> [RAW DATA]:
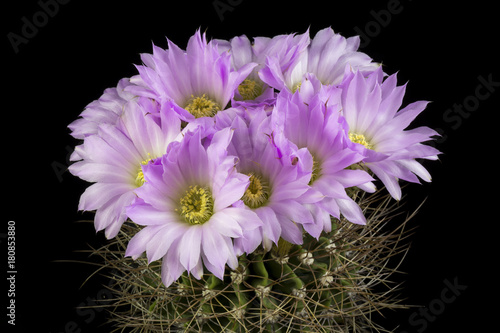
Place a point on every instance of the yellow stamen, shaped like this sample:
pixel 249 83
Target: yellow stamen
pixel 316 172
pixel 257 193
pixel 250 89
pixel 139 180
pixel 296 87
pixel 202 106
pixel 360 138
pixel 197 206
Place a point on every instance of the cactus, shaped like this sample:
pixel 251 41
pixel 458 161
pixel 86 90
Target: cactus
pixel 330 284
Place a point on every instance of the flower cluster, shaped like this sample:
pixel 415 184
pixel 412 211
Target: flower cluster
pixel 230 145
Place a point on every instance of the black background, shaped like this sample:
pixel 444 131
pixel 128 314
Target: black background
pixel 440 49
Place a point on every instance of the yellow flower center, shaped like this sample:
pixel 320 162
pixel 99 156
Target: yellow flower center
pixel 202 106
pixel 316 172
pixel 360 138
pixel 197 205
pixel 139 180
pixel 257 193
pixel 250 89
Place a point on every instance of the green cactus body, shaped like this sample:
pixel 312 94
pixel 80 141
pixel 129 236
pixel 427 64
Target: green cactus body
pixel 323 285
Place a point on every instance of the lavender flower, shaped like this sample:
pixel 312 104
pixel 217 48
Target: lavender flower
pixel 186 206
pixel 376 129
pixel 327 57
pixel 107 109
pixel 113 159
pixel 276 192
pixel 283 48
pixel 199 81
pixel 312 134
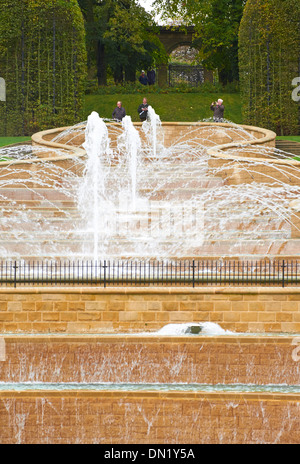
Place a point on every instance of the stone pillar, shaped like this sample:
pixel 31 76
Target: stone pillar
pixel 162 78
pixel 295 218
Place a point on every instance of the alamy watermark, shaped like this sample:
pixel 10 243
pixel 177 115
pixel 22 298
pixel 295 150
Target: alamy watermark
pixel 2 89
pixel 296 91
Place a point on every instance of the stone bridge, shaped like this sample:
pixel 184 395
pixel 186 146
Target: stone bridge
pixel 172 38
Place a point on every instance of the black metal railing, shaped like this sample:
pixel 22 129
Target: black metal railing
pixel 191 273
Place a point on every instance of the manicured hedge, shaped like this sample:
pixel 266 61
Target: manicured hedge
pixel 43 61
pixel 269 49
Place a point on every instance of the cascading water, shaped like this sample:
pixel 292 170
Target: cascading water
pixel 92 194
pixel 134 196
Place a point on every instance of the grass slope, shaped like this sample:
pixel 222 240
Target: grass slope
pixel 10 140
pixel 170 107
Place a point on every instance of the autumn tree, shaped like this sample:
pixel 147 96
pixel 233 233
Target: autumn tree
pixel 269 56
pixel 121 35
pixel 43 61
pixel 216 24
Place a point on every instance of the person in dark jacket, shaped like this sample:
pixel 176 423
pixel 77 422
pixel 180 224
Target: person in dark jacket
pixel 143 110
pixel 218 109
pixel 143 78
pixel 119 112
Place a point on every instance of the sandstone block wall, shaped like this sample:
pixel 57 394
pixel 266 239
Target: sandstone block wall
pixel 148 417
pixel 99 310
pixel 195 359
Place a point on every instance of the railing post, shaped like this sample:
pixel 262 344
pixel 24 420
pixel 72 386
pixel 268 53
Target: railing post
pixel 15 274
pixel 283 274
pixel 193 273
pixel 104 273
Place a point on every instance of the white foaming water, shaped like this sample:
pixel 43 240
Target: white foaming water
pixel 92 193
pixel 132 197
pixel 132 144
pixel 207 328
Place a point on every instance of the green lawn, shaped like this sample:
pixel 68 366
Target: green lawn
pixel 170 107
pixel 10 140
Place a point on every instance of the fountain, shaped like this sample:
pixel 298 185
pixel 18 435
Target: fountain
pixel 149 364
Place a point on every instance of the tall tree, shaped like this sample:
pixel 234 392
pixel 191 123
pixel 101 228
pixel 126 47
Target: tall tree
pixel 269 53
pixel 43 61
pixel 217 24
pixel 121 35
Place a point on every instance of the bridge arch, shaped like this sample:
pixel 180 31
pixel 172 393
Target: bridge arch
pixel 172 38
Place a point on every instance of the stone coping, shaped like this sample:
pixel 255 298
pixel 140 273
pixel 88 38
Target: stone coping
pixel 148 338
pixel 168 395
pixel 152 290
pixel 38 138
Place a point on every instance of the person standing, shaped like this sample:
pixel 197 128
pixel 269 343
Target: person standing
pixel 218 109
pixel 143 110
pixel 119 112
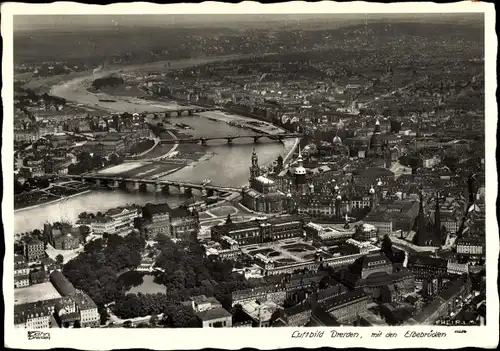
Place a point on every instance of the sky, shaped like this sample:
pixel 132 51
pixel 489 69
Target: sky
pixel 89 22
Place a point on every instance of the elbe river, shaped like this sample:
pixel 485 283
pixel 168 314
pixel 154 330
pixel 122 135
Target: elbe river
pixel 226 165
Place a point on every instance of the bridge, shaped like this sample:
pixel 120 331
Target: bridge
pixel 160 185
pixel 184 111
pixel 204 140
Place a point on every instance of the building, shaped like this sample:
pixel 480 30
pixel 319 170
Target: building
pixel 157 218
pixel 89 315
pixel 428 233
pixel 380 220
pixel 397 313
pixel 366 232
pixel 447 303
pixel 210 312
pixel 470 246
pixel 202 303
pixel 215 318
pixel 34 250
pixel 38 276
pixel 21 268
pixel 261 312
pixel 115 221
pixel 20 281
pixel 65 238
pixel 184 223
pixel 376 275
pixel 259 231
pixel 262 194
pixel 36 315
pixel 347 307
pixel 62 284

==

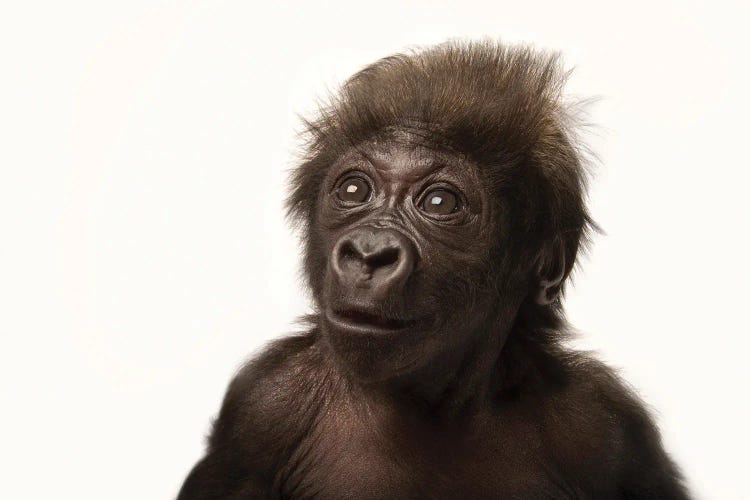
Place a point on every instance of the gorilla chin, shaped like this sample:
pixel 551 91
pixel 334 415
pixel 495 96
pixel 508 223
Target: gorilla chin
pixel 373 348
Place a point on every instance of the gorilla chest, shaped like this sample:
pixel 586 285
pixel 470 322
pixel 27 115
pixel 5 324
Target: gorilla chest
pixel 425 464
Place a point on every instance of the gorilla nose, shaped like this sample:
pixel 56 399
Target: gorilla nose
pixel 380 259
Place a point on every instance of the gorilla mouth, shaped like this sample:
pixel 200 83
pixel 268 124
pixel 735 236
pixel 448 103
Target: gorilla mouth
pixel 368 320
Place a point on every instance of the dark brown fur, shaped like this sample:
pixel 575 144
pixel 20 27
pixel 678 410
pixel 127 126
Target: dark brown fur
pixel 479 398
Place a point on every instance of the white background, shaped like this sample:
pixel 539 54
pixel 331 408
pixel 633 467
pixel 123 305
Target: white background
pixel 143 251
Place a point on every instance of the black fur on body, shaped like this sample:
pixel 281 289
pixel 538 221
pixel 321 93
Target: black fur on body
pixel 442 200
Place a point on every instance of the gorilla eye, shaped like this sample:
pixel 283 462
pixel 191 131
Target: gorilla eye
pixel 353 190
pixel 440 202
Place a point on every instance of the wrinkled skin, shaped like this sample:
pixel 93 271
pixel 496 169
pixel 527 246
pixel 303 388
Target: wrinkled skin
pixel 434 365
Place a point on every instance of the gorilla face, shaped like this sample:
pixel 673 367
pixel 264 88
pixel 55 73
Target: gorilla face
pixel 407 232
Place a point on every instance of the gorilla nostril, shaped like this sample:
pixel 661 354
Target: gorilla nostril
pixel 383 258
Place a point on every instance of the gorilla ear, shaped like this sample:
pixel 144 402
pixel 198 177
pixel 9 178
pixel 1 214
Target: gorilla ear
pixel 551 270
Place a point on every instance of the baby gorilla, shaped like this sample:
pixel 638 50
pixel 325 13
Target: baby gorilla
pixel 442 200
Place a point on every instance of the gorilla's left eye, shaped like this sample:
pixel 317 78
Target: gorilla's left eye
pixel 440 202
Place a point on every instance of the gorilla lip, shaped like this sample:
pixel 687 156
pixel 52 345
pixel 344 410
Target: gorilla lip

==

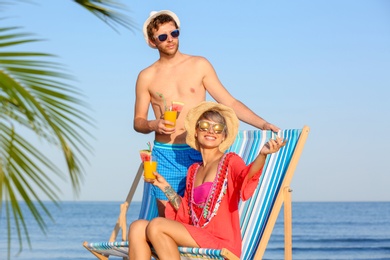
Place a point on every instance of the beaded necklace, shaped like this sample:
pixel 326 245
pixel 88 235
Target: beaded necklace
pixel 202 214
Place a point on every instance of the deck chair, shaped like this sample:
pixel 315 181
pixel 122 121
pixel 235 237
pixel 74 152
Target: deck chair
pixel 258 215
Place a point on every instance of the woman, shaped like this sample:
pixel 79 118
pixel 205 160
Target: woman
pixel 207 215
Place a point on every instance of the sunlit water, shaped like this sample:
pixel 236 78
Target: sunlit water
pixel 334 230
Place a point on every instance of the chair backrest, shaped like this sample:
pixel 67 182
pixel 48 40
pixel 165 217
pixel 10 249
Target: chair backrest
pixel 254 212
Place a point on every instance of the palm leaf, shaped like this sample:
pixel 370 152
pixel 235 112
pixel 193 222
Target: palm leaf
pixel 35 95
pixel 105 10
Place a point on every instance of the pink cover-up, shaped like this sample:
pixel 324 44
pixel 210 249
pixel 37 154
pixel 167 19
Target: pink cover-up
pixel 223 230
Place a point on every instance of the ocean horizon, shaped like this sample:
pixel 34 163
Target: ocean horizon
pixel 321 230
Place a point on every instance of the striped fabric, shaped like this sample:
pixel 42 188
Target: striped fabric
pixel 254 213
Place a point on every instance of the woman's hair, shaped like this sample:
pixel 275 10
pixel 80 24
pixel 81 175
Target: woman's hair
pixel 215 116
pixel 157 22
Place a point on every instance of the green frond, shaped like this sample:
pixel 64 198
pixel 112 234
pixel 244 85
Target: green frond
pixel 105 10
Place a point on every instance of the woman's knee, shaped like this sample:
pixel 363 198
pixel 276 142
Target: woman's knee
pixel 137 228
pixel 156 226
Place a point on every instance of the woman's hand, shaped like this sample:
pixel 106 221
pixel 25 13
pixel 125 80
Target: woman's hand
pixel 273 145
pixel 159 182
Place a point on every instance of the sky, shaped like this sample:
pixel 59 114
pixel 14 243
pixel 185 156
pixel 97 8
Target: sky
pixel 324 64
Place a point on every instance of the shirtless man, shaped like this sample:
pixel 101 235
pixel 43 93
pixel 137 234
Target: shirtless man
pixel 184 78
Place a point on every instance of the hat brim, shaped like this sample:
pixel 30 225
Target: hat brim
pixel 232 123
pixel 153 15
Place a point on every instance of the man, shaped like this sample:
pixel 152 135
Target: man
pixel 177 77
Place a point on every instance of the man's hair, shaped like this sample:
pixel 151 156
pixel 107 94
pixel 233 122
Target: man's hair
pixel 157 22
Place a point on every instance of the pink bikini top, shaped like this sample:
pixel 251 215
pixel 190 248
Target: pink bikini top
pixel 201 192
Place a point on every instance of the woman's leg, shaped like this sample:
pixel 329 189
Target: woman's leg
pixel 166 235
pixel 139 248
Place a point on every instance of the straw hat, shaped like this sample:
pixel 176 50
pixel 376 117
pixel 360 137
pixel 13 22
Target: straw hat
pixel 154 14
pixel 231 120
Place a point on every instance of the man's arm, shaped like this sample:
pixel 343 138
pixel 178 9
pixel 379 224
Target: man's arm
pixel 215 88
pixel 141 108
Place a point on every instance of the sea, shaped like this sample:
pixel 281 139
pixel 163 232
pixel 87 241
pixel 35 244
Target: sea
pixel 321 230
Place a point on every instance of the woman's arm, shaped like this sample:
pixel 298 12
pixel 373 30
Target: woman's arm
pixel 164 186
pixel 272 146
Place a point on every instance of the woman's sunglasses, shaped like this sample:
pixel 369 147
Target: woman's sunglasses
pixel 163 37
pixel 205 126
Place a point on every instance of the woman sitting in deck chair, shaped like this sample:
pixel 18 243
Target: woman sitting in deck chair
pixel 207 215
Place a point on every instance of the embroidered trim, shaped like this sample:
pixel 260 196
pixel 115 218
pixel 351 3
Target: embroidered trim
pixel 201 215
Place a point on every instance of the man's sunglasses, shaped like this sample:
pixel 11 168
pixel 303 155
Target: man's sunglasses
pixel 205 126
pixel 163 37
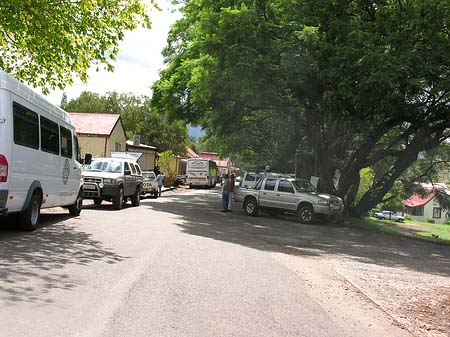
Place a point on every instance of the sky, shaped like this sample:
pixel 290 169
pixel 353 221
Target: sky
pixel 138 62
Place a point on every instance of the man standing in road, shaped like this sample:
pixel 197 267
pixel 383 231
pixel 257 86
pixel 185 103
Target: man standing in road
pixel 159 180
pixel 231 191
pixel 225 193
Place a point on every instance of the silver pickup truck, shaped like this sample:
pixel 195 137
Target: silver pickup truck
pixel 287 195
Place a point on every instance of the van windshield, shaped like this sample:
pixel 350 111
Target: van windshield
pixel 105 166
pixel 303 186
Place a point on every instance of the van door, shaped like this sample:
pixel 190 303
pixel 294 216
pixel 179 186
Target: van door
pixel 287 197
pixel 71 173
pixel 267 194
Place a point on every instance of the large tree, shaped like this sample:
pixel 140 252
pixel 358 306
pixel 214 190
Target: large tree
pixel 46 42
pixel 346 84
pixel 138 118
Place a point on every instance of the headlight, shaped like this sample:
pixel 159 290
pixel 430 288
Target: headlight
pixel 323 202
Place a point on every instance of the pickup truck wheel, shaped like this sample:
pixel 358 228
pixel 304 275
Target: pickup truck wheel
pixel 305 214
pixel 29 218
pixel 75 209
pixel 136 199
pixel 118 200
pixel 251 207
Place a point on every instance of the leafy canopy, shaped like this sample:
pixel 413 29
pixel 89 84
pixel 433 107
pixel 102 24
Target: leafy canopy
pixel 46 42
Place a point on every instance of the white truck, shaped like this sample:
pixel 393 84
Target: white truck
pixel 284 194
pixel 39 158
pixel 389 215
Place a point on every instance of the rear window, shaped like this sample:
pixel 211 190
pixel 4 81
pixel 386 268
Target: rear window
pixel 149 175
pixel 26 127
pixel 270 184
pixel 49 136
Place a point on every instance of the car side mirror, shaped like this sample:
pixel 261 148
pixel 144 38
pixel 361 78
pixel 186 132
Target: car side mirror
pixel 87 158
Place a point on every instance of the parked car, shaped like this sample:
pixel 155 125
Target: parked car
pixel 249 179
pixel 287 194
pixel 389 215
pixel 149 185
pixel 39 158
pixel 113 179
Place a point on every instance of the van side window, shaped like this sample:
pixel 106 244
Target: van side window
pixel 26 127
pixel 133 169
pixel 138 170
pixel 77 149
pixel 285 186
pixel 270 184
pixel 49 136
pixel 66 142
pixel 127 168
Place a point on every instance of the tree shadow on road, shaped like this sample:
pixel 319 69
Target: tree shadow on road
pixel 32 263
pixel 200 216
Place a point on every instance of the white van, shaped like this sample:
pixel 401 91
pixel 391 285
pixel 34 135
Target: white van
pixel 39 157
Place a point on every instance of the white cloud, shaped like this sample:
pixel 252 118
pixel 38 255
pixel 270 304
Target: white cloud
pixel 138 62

> [PROBLEM DESCRIPTION]: Copy out, word for word, the stretch of the records above from the line containing "Place a point on every instance of the tall" through the line containing "pixel 204 140", including both of those lines. Leave the picture lines out of your copy.

> [EXERCISE SOLUTION]:
Place a point on every instance of the tall tree, shaped like this sample:
pixel 234 392
pixel 191 123
pixel 101 228
pixel 126 47
Target: tall tree
pixel 269 53
pixel 43 61
pixel 217 24
pixel 121 35
Place a point on every instance of the bridge arch, shaped like this sample:
pixel 180 31
pixel 172 393
Target: bridge arch
pixel 172 38
Place a point on every instance of the stone coping, shaped like this sample:
pixel 255 298
pixel 140 273
pixel 88 38
Target: stone coping
pixel 148 338
pixel 168 395
pixel 152 290
pixel 38 138
Place a point on every instance of the person standing, shaped like this sample:
pixel 197 128
pixel 269 343
Target: person standing
pixel 218 109
pixel 143 110
pixel 119 112
Place a point on every instance of the sky, shaped like this sample:
pixel 132 51
pixel 489 69
Target: sky
pixel 89 22
Place a point on every instance of the elbe river, shaped like this sample:
pixel 485 283
pixel 168 314
pixel 154 330
pixel 122 135
Target: elbe river
pixel 226 165
Place a point on every instance of the bridge, shaped like this sample:
pixel 120 331
Target: bridge
pixel 160 185
pixel 184 111
pixel 204 140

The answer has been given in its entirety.